# Your goal
Count the lines in the entries below that contain the string "wall", matching case exactly, and reply with only that number.

——————

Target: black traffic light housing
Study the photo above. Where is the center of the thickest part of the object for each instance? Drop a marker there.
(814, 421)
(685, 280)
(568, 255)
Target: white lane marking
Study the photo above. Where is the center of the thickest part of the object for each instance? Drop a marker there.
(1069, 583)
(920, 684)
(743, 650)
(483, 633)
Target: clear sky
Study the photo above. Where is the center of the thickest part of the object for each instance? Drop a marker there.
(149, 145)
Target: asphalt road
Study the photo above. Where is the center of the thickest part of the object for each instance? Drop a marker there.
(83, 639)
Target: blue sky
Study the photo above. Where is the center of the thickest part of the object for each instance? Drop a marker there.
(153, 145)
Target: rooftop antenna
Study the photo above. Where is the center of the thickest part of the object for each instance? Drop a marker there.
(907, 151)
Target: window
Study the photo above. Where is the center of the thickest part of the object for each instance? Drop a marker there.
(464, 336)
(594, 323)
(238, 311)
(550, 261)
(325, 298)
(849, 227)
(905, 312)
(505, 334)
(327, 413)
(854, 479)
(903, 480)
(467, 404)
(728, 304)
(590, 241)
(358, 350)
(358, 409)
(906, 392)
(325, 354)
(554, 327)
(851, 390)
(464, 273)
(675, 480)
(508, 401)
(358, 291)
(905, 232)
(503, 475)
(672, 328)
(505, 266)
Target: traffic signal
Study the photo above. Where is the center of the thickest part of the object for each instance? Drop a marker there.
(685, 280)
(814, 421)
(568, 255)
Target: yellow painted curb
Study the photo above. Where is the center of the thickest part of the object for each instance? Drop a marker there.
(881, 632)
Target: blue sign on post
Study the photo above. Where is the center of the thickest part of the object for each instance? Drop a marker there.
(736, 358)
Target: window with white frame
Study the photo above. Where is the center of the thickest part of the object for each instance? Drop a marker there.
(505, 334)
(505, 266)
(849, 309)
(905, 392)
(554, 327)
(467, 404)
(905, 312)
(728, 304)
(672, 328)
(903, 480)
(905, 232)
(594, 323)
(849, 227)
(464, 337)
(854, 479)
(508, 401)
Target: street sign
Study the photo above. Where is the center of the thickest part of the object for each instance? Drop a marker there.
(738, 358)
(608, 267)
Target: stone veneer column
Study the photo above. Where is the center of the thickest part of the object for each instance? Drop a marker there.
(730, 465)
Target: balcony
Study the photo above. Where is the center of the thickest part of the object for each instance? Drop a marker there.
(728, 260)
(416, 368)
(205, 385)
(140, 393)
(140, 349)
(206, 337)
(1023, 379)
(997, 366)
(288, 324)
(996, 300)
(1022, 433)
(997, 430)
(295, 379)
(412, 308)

——————

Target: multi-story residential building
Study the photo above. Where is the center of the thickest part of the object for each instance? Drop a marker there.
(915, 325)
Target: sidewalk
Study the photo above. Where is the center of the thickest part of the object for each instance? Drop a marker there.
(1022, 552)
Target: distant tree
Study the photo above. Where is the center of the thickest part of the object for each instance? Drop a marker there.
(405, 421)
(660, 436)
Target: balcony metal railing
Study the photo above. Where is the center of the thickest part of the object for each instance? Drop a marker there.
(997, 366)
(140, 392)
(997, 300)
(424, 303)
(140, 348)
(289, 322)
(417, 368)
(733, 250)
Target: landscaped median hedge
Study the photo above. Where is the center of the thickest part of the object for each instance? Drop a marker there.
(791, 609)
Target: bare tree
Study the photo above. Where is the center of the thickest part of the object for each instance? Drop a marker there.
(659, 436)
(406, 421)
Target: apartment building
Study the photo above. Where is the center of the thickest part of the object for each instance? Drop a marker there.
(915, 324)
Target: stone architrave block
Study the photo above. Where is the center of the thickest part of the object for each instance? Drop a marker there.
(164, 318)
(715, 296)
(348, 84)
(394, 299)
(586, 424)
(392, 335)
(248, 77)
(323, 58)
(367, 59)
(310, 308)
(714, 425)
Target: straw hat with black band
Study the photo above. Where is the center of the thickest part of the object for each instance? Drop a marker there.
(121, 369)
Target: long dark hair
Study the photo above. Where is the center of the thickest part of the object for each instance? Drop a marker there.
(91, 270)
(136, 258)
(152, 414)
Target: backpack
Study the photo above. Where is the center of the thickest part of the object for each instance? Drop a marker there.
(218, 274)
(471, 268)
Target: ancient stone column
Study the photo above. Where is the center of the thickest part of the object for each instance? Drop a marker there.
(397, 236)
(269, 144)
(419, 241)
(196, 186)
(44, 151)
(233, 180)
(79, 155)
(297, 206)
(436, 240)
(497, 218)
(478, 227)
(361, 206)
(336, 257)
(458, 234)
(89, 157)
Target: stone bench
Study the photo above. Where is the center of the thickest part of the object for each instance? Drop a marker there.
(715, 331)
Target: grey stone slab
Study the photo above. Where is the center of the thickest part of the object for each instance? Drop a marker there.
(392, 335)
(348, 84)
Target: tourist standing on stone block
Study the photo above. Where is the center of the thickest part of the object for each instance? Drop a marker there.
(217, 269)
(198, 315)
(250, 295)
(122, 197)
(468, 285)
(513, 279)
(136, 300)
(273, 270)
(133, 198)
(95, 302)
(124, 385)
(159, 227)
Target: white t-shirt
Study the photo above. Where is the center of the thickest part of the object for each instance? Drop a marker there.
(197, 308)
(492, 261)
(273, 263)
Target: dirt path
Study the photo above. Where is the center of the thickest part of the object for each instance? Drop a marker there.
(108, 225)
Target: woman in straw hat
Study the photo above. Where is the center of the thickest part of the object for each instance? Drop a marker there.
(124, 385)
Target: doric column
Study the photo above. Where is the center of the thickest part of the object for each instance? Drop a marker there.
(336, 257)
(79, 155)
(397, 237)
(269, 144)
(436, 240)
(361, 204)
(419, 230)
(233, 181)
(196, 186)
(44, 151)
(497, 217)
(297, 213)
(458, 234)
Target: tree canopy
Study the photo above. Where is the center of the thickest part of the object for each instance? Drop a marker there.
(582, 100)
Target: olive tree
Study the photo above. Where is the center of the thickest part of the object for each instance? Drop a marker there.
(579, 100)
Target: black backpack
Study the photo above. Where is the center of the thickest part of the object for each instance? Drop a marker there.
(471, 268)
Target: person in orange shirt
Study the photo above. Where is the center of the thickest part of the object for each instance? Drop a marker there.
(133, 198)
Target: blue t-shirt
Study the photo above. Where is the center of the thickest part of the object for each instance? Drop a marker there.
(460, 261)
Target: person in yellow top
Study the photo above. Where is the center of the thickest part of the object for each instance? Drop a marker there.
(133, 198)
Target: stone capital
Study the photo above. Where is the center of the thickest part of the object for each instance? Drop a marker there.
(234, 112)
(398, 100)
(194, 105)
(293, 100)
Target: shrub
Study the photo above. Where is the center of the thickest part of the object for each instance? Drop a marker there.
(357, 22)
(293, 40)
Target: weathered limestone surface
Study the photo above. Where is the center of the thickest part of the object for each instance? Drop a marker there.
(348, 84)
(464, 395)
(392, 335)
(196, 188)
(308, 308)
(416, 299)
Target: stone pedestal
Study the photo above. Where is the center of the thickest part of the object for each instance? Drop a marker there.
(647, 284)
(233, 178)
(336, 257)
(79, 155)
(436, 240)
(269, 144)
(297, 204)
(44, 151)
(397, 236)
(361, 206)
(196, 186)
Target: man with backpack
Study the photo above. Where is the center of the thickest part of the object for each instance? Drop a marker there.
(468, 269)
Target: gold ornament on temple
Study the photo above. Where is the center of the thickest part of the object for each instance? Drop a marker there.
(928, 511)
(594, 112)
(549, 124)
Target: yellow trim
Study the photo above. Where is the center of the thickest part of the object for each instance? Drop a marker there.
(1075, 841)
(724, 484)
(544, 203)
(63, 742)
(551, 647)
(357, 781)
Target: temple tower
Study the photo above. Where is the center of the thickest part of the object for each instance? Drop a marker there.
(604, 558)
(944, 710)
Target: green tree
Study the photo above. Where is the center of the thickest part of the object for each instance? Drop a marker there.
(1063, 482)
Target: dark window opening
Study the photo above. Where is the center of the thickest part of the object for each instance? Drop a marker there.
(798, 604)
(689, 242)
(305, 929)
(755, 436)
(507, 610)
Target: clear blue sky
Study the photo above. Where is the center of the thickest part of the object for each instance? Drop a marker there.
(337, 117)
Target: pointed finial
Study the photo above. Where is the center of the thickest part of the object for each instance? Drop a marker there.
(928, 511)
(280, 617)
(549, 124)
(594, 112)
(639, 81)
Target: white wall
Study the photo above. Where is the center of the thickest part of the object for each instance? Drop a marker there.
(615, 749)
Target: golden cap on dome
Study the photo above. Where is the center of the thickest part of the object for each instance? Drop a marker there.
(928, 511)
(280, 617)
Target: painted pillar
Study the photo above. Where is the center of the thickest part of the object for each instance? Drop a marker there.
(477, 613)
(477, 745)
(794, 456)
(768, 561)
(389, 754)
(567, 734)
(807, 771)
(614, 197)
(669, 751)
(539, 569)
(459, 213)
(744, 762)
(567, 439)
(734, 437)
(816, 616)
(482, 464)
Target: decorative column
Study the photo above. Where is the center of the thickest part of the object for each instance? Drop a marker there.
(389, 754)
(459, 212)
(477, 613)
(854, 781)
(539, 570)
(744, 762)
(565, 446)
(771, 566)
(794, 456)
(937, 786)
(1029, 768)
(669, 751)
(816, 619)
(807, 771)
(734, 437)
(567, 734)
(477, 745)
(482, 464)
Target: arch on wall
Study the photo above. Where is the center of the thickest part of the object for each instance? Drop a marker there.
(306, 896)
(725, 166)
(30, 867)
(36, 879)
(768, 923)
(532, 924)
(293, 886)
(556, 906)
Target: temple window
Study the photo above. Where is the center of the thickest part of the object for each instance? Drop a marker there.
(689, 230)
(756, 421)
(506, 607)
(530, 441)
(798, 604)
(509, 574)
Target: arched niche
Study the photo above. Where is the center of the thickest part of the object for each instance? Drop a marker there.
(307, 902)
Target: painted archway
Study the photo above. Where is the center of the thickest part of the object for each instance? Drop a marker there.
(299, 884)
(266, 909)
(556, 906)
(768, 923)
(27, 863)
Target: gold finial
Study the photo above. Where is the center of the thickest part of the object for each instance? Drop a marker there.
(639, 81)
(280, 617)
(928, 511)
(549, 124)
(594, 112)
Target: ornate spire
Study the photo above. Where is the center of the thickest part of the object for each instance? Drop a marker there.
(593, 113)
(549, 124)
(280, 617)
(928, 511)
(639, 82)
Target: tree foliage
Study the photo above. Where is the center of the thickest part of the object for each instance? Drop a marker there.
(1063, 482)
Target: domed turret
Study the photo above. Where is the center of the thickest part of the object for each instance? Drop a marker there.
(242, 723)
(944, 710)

——————

# Response
2